(Dataset excerpt)
*-*-*
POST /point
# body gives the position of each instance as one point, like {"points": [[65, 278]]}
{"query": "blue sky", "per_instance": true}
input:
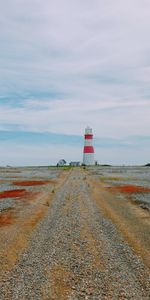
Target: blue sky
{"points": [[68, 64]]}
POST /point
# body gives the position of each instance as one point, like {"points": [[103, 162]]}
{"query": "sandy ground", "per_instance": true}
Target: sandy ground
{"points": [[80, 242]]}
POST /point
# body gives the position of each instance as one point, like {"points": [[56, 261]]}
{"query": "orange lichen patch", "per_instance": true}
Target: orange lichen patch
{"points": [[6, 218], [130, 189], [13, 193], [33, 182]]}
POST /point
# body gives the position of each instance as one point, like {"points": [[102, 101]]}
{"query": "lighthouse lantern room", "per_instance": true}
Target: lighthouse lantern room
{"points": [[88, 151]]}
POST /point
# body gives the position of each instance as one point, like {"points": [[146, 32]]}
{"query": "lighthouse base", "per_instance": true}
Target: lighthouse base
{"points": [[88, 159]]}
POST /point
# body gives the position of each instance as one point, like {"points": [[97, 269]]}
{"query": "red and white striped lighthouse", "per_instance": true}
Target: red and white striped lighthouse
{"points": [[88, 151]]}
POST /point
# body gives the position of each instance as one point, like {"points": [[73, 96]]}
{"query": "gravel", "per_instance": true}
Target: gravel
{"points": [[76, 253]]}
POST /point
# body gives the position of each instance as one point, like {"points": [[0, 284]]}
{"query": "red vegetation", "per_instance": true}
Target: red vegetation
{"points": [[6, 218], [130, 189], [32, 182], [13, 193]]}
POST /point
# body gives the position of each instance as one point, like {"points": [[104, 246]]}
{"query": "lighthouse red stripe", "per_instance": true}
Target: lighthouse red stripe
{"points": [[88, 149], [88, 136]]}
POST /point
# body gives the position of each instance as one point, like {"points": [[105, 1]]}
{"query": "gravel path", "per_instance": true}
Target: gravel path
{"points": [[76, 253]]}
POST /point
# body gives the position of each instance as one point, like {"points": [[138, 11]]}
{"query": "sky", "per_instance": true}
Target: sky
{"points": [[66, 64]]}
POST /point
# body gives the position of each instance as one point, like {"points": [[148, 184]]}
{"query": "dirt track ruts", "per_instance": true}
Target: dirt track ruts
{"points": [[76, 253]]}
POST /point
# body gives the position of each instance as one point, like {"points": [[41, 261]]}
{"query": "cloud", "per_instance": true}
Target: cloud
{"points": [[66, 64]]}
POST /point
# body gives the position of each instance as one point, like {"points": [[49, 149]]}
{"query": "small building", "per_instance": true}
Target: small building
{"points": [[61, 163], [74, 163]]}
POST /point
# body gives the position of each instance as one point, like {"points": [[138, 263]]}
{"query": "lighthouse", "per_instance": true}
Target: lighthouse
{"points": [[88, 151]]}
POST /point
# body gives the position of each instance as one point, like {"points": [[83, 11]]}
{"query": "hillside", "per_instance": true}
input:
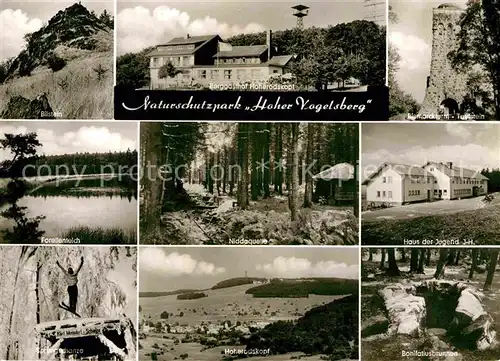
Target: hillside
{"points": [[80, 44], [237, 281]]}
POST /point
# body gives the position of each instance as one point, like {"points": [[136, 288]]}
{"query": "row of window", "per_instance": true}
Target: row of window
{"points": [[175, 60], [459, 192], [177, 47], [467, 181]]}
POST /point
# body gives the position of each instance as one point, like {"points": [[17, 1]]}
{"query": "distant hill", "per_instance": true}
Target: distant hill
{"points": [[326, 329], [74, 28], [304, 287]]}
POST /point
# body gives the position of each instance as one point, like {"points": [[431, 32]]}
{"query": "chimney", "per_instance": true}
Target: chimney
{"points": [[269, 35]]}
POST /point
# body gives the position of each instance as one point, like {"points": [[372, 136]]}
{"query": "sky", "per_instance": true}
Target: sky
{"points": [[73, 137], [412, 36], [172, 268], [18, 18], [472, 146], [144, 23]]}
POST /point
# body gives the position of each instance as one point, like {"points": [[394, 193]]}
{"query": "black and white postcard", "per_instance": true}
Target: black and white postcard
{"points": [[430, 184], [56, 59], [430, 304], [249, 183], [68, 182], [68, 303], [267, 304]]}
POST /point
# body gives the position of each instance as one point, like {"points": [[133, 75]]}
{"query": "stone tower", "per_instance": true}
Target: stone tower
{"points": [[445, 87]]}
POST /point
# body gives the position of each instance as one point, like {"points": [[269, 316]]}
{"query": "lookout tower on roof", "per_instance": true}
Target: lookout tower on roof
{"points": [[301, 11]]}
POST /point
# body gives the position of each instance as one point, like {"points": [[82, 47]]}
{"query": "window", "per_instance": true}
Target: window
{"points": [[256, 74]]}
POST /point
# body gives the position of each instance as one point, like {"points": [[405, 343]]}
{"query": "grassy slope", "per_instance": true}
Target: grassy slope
*-*-*
### SHORT PROBLEM
Print each line of the material above exactly, with the pictures removed from your copy.

### FULL ANSWER
POST /point
# body gives the position of each instance as one point, like {"points": [[65, 278]]}
{"query": "blue sky", "per_instance": true}
input:
Target: blue sky
{"points": [[68, 64]]}
POST /point
# body gives the position of each instance as one point, like {"points": [[103, 162]]}
{"query": "sandy ground", "per_instance": true}
Target: sandy ground
{"points": [[80, 242]]}
POST /point
# body gives the position of each instance as one point, like {"points": [[56, 261]]}
{"query": "orange lichen patch", "per_instance": true}
Target: orange lichen patch
{"points": [[6, 218], [130, 189], [13, 193], [33, 182]]}
POST /point
# body gives the position of each instance as one point, like {"points": [[102, 101]]}
{"query": "lighthouse lantern room", "per_instance": true}
Target: lighthouse lantern room
{"points": [[88, 151]]}
POST /point
# body gives the position of each instance as one point, like {"points": [[146, 32]]}
{"query": "lighthouse base", "per_instance": true}
Target: lighthouse base
{"points": [[88, 159]]}
POST /point
# body gives the position of each instance as one point, like {"points": [[97, 269]]}
{"query": "red and white striped lighthouse", "per_instance": true}
Target: red and white striped lighthouse
{"points": [[88, 151]]}
POST /point
# body gives the position of each instance as one point, like {"points": [[73, 96]]}
{"query": "gravel", "per_instance": true}
Target: gravel
{"points": [[76, 253]]}
POST /point
# body gives the position of each instance as one point, like {"points": [[0, 284]]}
{"query": "red vegetation", "per_instance": true}
Target: red vegetation
{"points": [[6, 218], [130, 189], [32, 182], [13, 193]]}
POST /point
# body gives the position of each instance as one point, like {"points": [[104, 246]]}
{"query": "lighthouse red stripe", "per_instance": true}
Target: lighthouse red stripe
{"points": [[88, 149], [88, 136]]}
POST /point
# body gives the position of each instance as one point, like {"points": [[105, 1]]}
{"query": "gravel path", "per_instance": true}
Target: gravel path
{"points": [[76, 253]]}
POST /point
# body gives the position of each instance as one point, like {"points": [[138, 11]]}
{"query": "sky", "per_instance": true}
Target: sky
{"points": [[66, 64]]}
POST /point
# body gives the position of each instance as one point, like {"points": [[148, 184]]}
{"query": "dirt track ruts", "per_instance": true}
Target: dirt track ruts
{"points": [[76, 253]]}
POST /point
# body gives the position of each instance as one point, like {"points": [[41, 261]]}
{"query": "cloud", "per_instance": true}
Target: cloud
{"points": [[66, 64]]}
POST /point
# body gives the position of each instance as one point, like {"points": [[49, 149]]}
{"query": "small building", "per_instance": true}
Target: small building
{"points": [[61, 163], [74, 163]]}
POST /point
# body gives the position of each instance as one point, like {"points": [[138, 263]]}
{"query": "lighthouse", "per_instance": true}
Target: lighthouse
{"points": [[88, 151]]}
POST /point
# body gives the position of each instance as one point, like {"points": [[83, 11]]}
{"query": "hillside", "per_instance": true}
input:
Target: hillside
{"points": [[80, 44], [237, 281]]}
POST /point
# body gives the position of each instance as one point, like {"points": [[136, 288]]}
{"query": "row of window", "per_instance": true}
Target: row of window
{"points": [[175, 60], [459, 192], [177, 47], [467, 181]]}
POST /point
# body gives the position of each instance as one point, like {"points": [[17, 1]]}
{"query": "distant hill", "per_instance": true}
Target: distant hill
{"points": [[326, 329], [74, 28], [304, 287]]}
POST /point
# body gives the position of each instance as one point, like {"points": [[431, 32]]}
{"query": "chimney", "per_instance": true}
Target: chimney
{"points": [[269, 35]]}
POST /point
# body gives the position of each instance as one point, like {"points": [[372, 136]]}
{"query": "sky", "per_instance": true}
Target: sky
{"points": [[73, 137], [412, 36], [172, 268], [18, 18], [472, 146], [144, 23]]}
POST /point
# body gives the position of each instance as one point, like {"points": [[394, 193]]}
{"query": "black and white postcard", "per_instance": true}
Target: black and white postcard
{"points": [[430, 184], [56, 59], [430, 304], [249, 183], [68, 182], [68, 303], [267, 304]]}
POST /point
# body gives the position of each instance as one point, like {"points": [[133, 75]]}
{"query": "stone tower", "per_instance": true}
Target: stone tower
{"points": [[445, 87]]}
POST /point
# body gives the position of each instance as one point, like {"points": [[269, 316]]}
{"query": "lookout tower on roof", "per_instance": true}
Target: lookout tower on roof
{"points": [[301, 11]]}
POST /point
# body gives the position of each instance as one point, like {"points": [[82, 47]]}
{"query": "window", "per_instance": true}
Target: window
{"points": [[256, 74]]}
POST /point
# body gives the position of each instance as one point, like {"points": [[405, 343]]}
{"query": "grassy slope", "per_instance": true}
Target: grassy slope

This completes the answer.